### [TASK DIRECTIONS]
Exactly reproduce the lines from the one holding "Note: point to the jersey sleeve" through the final line of the listing below, with both ends included and nothing else.
○ ○ ○ ○ ○ ○ ○
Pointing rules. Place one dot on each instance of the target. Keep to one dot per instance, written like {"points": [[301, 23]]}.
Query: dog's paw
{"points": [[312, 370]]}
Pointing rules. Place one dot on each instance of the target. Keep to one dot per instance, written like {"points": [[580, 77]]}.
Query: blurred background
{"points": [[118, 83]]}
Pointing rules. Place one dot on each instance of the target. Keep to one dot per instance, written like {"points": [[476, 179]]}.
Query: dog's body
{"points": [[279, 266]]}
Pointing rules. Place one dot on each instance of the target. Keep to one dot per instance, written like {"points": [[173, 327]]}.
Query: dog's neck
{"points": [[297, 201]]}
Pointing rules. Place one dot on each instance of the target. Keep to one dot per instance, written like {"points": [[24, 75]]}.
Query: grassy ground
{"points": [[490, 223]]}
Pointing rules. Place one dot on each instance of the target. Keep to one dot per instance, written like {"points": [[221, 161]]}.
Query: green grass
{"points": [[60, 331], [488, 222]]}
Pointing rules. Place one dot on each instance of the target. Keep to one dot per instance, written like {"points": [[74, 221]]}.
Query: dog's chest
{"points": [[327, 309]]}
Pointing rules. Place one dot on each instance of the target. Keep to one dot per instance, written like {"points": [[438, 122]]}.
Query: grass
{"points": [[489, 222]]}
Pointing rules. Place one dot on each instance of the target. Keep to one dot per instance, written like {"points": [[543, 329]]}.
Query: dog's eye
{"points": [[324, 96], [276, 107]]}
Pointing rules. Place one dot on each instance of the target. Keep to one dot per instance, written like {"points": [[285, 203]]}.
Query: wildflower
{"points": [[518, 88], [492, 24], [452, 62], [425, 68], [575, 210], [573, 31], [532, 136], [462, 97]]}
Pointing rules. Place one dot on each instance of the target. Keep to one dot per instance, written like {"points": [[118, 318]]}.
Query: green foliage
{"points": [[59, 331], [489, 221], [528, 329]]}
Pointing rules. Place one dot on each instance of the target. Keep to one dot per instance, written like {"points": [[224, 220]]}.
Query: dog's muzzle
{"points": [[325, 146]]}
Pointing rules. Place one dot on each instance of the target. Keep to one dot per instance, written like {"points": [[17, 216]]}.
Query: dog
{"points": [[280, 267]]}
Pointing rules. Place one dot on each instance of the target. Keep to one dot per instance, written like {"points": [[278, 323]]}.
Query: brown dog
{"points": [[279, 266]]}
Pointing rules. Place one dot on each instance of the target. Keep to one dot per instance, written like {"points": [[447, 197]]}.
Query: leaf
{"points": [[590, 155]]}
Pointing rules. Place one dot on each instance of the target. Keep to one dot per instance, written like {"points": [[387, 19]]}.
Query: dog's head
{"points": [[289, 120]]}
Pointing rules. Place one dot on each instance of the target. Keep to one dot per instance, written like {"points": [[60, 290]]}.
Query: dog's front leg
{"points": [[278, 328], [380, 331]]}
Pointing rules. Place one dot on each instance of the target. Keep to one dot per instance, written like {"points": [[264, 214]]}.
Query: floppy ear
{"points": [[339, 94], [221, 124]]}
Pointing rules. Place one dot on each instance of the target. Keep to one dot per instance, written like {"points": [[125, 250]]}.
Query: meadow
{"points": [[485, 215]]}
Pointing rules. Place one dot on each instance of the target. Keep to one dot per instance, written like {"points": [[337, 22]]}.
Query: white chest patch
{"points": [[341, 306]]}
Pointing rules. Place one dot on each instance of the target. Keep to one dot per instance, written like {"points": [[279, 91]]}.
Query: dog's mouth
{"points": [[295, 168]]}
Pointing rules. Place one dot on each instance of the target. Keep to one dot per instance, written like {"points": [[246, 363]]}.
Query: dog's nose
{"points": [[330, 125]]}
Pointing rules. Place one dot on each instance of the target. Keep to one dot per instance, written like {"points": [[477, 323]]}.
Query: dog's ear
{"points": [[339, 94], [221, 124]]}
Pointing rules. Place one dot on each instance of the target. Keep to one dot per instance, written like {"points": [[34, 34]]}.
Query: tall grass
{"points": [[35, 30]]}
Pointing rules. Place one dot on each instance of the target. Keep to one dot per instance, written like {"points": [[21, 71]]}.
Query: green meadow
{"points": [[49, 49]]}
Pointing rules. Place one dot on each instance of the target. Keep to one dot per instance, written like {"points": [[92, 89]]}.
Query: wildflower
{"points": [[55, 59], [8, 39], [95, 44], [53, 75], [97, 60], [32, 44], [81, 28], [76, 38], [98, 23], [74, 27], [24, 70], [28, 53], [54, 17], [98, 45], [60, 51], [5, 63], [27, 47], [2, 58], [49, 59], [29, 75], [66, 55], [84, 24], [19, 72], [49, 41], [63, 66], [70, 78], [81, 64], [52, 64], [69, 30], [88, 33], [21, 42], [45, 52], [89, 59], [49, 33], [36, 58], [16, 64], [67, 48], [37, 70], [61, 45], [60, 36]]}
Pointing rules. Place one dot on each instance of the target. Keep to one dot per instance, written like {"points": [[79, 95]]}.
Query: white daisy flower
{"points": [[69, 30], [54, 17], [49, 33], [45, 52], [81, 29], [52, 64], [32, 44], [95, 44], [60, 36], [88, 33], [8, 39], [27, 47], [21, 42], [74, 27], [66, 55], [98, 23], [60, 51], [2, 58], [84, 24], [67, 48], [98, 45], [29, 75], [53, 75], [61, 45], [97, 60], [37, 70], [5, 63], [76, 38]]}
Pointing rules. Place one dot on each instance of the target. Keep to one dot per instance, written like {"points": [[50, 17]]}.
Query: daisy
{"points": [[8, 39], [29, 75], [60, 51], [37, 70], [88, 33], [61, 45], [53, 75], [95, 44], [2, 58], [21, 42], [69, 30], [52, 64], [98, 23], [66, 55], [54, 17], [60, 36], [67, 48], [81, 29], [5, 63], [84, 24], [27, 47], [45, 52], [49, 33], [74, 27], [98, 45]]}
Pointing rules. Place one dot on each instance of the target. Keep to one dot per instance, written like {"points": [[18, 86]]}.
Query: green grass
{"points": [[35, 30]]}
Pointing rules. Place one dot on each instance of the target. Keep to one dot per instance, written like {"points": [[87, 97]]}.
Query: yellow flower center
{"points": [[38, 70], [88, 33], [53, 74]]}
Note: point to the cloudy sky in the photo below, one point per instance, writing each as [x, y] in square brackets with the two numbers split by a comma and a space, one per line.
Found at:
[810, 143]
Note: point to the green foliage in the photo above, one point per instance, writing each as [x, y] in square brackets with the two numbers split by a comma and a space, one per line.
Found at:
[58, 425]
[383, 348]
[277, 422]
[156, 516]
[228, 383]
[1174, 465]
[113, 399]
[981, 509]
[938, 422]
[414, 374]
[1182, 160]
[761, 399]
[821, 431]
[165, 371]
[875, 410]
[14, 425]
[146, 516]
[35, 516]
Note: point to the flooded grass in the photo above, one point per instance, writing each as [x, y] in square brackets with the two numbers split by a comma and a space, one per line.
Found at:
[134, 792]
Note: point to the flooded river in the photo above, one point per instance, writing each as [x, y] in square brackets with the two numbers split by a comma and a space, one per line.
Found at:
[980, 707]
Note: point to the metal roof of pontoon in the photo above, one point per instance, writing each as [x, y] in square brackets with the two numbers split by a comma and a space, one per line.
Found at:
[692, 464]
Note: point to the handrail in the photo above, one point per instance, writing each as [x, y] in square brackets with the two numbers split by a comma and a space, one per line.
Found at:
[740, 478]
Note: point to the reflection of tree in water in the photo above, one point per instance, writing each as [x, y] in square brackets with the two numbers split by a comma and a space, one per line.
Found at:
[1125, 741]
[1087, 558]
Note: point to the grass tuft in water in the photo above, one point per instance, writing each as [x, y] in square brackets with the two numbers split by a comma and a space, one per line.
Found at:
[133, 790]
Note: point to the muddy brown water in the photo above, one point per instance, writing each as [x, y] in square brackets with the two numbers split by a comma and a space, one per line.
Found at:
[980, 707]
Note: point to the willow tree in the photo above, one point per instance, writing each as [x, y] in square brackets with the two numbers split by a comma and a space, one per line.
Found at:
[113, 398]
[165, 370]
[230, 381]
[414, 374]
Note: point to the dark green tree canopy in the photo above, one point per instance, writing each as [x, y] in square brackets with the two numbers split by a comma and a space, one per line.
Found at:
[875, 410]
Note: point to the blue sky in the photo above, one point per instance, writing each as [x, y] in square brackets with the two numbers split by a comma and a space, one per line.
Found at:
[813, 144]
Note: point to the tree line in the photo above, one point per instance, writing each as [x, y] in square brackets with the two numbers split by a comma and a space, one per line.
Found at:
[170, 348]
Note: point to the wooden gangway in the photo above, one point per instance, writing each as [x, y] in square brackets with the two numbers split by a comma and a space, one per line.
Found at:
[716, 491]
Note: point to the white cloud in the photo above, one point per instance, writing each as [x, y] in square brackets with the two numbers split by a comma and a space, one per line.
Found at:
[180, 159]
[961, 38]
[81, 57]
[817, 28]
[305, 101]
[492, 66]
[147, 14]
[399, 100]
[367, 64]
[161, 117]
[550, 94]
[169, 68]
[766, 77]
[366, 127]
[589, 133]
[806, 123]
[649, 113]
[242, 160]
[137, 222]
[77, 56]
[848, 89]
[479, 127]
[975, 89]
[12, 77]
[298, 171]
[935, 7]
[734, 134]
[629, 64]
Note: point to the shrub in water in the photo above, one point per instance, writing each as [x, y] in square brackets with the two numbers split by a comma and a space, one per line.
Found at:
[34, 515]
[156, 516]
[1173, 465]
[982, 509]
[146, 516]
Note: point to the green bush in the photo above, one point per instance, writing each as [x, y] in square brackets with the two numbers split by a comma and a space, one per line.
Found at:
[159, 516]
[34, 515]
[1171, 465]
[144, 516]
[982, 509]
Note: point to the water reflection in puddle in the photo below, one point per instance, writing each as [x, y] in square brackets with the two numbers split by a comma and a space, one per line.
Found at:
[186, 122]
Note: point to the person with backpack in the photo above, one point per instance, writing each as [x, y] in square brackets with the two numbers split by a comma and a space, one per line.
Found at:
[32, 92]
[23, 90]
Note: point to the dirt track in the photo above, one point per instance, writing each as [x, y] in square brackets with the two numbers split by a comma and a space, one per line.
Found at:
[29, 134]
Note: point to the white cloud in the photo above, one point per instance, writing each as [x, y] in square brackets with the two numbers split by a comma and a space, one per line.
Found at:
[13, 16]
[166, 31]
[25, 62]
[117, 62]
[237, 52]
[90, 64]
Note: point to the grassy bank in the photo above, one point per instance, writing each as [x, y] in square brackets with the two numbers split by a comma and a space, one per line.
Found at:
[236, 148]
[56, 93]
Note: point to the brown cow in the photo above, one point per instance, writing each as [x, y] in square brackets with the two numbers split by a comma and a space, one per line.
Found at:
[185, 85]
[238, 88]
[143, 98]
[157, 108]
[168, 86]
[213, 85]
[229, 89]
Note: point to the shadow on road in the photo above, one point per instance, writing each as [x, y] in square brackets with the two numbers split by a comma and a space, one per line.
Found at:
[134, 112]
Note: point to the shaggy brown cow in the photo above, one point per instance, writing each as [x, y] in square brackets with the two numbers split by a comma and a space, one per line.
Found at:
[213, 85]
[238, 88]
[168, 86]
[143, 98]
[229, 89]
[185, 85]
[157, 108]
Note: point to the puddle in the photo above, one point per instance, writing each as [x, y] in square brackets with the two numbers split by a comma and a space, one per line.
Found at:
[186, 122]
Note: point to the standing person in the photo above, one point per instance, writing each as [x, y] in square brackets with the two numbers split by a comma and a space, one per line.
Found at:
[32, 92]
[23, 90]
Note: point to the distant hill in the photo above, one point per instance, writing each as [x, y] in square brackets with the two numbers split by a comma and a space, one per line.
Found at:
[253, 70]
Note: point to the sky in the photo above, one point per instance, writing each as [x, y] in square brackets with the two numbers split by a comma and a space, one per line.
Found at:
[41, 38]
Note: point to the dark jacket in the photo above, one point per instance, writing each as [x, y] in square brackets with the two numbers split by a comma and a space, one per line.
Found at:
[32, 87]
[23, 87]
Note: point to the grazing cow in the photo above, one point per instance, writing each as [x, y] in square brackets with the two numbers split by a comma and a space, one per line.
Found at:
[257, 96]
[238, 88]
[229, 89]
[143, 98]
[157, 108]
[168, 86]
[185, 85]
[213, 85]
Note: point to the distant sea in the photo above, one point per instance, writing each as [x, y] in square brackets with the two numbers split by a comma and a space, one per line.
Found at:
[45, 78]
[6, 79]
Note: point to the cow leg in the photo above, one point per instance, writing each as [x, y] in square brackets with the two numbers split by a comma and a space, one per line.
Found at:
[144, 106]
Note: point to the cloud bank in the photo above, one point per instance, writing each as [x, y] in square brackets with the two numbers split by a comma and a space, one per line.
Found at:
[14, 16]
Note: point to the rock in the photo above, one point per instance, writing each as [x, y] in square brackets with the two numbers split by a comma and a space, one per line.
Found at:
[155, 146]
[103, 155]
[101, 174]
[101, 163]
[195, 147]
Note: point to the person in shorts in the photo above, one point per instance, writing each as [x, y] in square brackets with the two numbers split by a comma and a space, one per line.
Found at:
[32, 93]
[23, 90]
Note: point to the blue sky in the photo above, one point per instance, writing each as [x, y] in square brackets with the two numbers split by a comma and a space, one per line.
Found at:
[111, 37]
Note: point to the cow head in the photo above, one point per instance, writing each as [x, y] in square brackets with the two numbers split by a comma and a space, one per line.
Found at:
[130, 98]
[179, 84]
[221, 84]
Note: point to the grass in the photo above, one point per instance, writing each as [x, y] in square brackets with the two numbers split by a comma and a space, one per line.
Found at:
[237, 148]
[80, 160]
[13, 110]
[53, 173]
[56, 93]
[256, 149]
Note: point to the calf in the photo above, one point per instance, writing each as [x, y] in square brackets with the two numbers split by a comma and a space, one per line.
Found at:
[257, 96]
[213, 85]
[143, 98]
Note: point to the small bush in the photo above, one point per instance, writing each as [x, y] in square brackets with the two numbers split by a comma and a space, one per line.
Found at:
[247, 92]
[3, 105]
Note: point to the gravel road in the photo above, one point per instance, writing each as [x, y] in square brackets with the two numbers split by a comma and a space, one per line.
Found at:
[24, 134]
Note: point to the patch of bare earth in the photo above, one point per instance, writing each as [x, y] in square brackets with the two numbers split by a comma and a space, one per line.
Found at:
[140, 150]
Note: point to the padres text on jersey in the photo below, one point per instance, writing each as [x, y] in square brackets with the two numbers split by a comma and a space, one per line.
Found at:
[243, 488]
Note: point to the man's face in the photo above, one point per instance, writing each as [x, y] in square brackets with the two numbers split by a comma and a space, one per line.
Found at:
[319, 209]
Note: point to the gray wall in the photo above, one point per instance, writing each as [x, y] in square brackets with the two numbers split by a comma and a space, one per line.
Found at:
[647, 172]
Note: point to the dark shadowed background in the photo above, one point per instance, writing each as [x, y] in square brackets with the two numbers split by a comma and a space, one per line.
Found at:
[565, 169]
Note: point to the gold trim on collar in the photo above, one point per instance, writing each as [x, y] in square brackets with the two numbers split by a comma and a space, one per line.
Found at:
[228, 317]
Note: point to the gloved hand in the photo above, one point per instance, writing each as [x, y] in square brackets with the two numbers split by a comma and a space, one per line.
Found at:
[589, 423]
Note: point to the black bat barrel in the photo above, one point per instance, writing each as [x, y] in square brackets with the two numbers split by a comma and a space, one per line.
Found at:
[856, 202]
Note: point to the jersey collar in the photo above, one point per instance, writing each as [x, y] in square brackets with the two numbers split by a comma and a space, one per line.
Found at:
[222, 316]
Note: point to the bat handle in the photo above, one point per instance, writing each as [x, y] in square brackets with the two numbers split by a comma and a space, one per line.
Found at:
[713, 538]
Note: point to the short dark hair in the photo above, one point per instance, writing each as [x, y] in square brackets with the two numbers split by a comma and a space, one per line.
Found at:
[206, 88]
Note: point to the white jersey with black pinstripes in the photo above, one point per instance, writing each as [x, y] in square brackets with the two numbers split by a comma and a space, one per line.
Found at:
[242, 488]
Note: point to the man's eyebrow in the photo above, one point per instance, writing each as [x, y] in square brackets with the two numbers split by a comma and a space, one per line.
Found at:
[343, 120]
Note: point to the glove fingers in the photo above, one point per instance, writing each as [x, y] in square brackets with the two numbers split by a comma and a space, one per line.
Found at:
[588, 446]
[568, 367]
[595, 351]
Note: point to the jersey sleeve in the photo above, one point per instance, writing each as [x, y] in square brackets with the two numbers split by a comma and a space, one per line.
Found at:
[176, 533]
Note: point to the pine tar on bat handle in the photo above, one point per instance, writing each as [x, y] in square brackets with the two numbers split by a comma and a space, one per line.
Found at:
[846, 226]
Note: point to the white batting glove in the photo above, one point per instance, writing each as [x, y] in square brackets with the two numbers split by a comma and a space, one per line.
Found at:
○ ○ ○ ○ ○ ○ ○
### [COMPLETED TASK]
Note: point to the jersey sleeve in the photo above, one point per instance, writing each as [x, y] in square brackets with the two numbers split by a comma and a space, one per line.
Found at:
[176, 533]
Note: point to the pine tar on bat handle in the photo above, one point per instance, writing each as [x, y] in square brackets with the two numbers split by a comma and a space, one per line.
Found at:
[846, 226]
Note: point to the white batting glove in the photo above, one point per instance, writing each as [x, y] in square brackets with the two numbers split by a comma and a space, one per line.
Found at:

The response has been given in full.